Problem | Lay out the lines of the items below as a numbered list, skipping any blank lines. Leave the pictures out of your answer.

[Entries for region labeling]
>> start

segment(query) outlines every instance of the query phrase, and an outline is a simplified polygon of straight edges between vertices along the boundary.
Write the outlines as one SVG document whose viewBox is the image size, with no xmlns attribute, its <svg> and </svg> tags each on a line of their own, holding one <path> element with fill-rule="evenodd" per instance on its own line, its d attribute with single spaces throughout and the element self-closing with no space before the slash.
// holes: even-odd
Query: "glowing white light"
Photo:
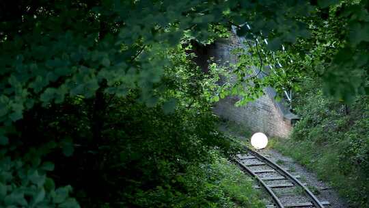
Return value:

>> end

Problem solution |
1. segment(query) outlines every instance of the query phrase, and an outline is a simplified polygon of straight edges between vertices along the boundary.
2. Write the outlines as one SVG document whose viewBox is the image size, with no xmlns attribute, its <svg> and </svg> tags each on a line of their own, holding one <path> element with fill-rule="evenodd" per instance on its own line, its d attribute with single spaces throughout and the element self-closing with no space before the slash.
3. // holes: even-odd
4. Query: "glowing white light"
5. Photo:
6. Return value:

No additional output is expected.